:: EXERCISE DESCRIPTION ::
Leave out the pictures and copy every record exactly.

Collected data
======
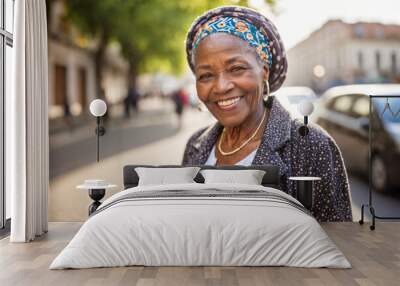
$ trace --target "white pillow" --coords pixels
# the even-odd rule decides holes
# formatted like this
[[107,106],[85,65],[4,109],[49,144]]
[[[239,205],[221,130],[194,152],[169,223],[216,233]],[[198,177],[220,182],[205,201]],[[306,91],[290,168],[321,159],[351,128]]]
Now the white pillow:
[[261,185],[265,171],[262,170],[201,170],[204,183],[234,183],[247,185]]
[[138,186],[195,183],[199,167],[182,168],[135,168],[139,176]]

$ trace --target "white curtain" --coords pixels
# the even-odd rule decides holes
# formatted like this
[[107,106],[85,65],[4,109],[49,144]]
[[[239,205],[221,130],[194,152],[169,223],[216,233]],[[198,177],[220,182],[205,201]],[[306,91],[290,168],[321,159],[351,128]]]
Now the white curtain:
[[14,94],[6,99],[6,173],[12,242],[47,232],[49,185],[45,0],[15,1]]

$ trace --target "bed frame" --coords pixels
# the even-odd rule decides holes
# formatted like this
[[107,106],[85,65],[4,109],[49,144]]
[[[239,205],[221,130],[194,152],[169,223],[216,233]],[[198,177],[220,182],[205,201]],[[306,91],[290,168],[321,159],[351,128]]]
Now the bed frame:
[[[136,167],[148,167],[148,168],[182,168],[182,167],[193,167],[193,166],[182,166],[182,165],[126,165],[124,166],[124,189],[133,188],[138,185],[139,177],[135,171]],[[279,169],[277,166],[273,165],[262,165],[262,166],[240,166],[240,165],[233,165],[233,166],[195,166],[200,167],[202,170],[204,169],[220,169],[220,170],[263,170],[265,171],[265,175],[262,179],[261,184],[265,187],[272,187],[275,189],[280,189],[280,176],[279,176]],[[200,174],[194,178],[197,183],[204,183],[204,178]]]

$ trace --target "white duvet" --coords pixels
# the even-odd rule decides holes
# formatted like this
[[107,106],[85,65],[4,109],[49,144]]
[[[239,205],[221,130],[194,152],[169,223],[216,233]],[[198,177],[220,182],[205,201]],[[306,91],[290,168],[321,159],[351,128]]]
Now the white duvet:
[[121,200],[137,192],[168,190],[261,190],[299,204],[282,191],[255,185],[193,183],[131,188],[107,199],[50,269],[127,265],[351,267],[311,215],[279,200],[251,196]]

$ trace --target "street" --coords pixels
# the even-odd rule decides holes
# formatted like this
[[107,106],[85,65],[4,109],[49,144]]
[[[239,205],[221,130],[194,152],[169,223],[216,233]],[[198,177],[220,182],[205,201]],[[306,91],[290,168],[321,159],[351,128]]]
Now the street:
[[[100,162],[96,162],[94,126],[83,140],[53,138],[50,153],[51,180],[49,192],[50,221],[82,221],[87,218],[90,199],[86,191],[76,186],[85,179],[105,179],[118,188],[107,191],[106,197],[122,188],[122,168],[127,164],[180,164],[190,135],[214,119],[206,112],[187,109],[181,129],[177,129],[172,109],[144,111],[140,120],[110,125],[101,138]],[[147,112],[147,113],[146,113]],[[64,138],[65,139],[65,138]],[[353,219],[360,219],[362,204],[368,203],[368,183],[349,174]],[[373,205],[379,216],[400,215],[400,192],[373,193]],[[365,219],[369,220],[369,210]]]

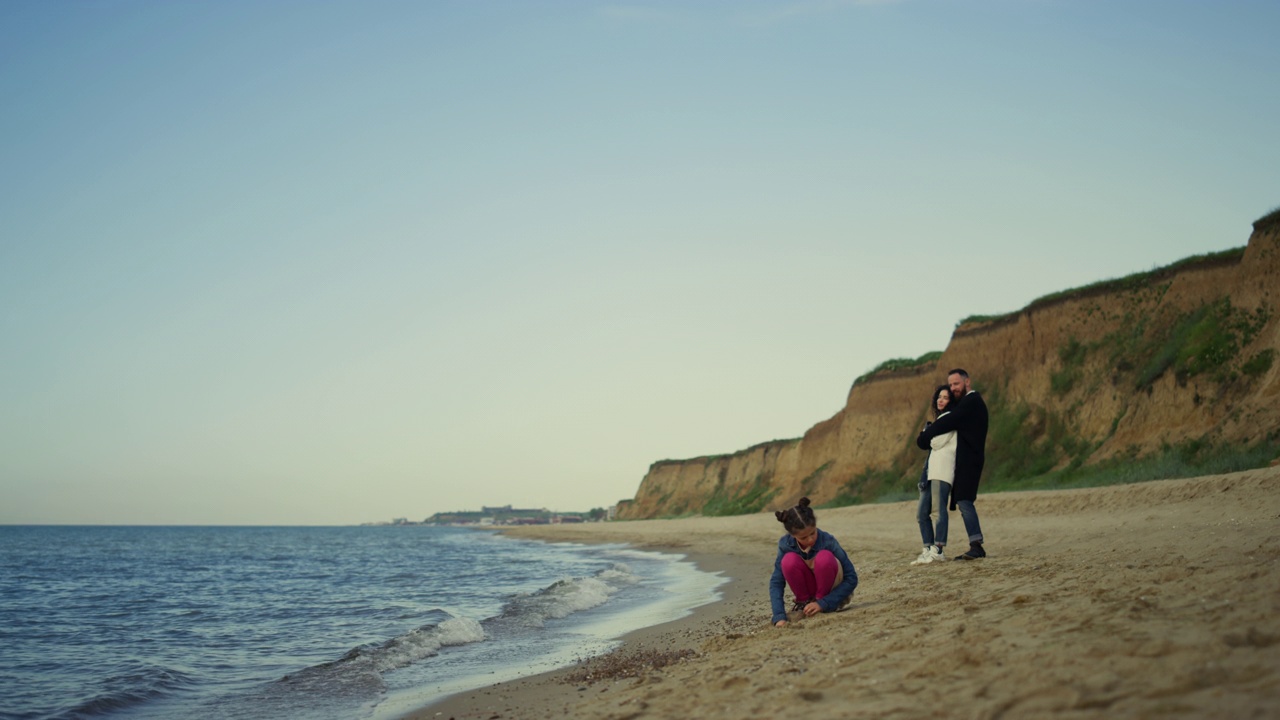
======
:: OUTPUT OF THE EXERCISE ::
$ trace --target "white pillow" --coords pixels
# the even-odd rule decides holes
# formatted like this
[[107,106],[85,65],[4,109],[49,144]]
[[[239,205],[221,130],[194,152],[169,223],[216,233]],[[198,177],[220,182],[205,201]],[[306,91],[290,168],[321,159],[351,128]]]
Now the white pillow:
[[261,185],[265,171],[262,170],[201,170],[204,183],[234,183],[247,185]]
[[138,186],[195,183],[199,167],[182,168],[135,168],[139,176]]

$ trace --target "white curtain" --coords pixels
# the even-odd rule decides holes
# formatted like this
[[107,106],[85,65],[4,109],[49,144]]
[[[239,205],[221,130],[194,152],[169,223],[216,233]],[[198,177],[220,182],[205,201]],[[306,91],[290,168],[321,159],[351,128]]]
Now the white curtain:
[[14,94],[6,99],[6,173],[12,242],[47,232],[49,185],[45,0],[15,1]]

$ trace --target "bed frame" --coords pixels
# the even-odd rule decides holes
# formatted like this
[[107,106],[85,65],[4,109],[49,144]]
[[[239,205],[221,130],[194,152],[169,223],[216,233]],[[198,177],[220,182],[205,201]],[[306,91],[290,168],[321,159],[351,128]]]
Now the bed frame:
[[[136,167],[148,167],[148,168],[182,168],[182,167],[193,167],[193,166],[182,166],[182,165],[126,165],[124,166],[124,189],[133,188],[138,185],[139,177],[135,171]],[[279,169],[277,166],[273,165],[262,165],[262,166],[240,166],[240,165],[233,165],[233,166],[195,166],[200,167],[202,170],[204,169],[220,169],[220,170],[263,170],[265,171],[265,175],[262,179],[261,184],[265,187],[272,187],[275,189],[280,189],[280,176],[279,176]],[[200,174],[194,178],[197,183],[204,183],[204,178]]]

$ trace --target "white duvet" --coords pixels
# the even-odd rule decides holes
# formatted like this
[[107,106],[85,65],[4,109],[49,144]]
[[[239,205],[221,130],[194,152],[169,223],[216,233]],[[198,177],[220,182],[205,201]],[[306,91],[290,168],[321,159],[351,128]]]
Now the white duvet:
[[121,200],[137,192],[168,190],[261,190],[299,204],[282,191],[255,185],[193,183],[131,188],[107,199],[50,269],[127,265],[351,267],[311,215],[279,200],[251,196]]

$ trace --target "street" --coords pixels
# the even-odd rule decides holes
# formatted like this
[[107,106],[85,65],[4,109],[49,144]]
[[[239,205],[221,130],[194,152],[169,223],[216,233]],[[198,177],[220,182],[205,201]],[[306,91],[290,168],[321,159],[351,128]]]
Now the street:
[[[100,162],[96,162],[94,126],[83,140],[53,138],[50,153],[51,180],[49,192],[50,221],[82,221],[87,218],[90,199],[86,191],[76,186],[85,179],[105,179],[118,188],[107,191],[106,197],[122,188],[122,168],[127,164],[180,164],[190,135],[214,119],[206,112],[187,109],[181,129],[177,129],[172,109],[144,111],[140,120],[110,125],[101,138]],[[147,112],[147,113],[146,113]],[[64,138],[65,139],[65,138]],[[353,219],[360,219],[362,204],[368,203],[368,183],[349,174]],[[373,205],[379,216],[400,215],[400,192],[373,193]],[[365,219],[369,220],[369,210]]]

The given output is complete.